Task requirements:
In the records below, find the line that contains "Practice step: find the oven" and the line that contains "Practice step: find the crown", then retype exactly those two lines and every line between them.

Given entries:

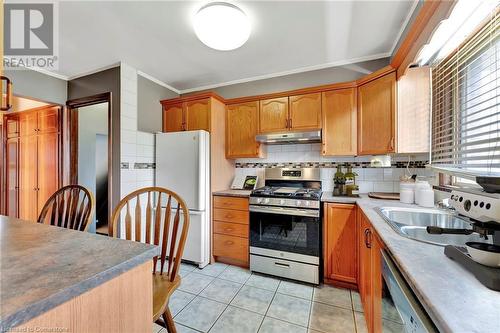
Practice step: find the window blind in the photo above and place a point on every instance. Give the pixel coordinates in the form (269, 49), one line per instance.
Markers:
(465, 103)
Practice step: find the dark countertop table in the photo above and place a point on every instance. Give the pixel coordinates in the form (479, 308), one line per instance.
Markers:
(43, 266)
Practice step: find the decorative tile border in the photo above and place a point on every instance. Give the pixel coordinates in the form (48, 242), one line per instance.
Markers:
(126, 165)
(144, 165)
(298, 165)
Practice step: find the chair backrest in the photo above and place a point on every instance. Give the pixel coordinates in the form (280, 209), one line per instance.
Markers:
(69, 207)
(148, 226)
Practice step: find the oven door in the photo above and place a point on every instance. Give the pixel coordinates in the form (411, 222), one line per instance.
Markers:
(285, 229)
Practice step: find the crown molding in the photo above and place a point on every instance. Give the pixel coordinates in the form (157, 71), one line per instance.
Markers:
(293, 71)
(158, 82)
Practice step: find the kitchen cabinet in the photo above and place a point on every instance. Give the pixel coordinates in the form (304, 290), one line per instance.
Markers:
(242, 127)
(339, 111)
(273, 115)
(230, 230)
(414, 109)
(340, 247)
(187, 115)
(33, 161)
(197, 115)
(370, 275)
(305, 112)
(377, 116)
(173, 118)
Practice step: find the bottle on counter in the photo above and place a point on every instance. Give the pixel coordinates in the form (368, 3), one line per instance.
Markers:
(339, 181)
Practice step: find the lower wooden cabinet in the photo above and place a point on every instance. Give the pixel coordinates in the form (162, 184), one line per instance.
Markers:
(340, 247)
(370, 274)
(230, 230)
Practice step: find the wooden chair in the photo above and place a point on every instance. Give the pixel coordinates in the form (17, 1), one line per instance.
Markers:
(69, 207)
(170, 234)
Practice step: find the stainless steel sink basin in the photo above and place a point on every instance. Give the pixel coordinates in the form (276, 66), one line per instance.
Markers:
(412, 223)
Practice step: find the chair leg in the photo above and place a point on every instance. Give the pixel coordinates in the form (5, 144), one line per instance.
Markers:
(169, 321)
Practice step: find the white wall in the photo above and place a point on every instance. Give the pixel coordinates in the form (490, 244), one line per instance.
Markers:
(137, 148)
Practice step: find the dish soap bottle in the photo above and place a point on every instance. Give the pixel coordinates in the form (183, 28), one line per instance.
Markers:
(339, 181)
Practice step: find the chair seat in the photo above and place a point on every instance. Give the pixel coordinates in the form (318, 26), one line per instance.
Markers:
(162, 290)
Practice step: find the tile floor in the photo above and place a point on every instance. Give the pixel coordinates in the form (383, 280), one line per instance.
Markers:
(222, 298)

...

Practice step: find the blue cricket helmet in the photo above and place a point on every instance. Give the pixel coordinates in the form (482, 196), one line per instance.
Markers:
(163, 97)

Result of this exercise:
Practice step: find the oven door in the photo above and place a point on every instance. Give the pixel coordinates in the form (411, 222), one line per instance.
Markers:
(285, 229)
Practice step: find the crown molding in the photo above and place a point on every instance. Give the pixel coordinates in the form (157, 71), one line per instance.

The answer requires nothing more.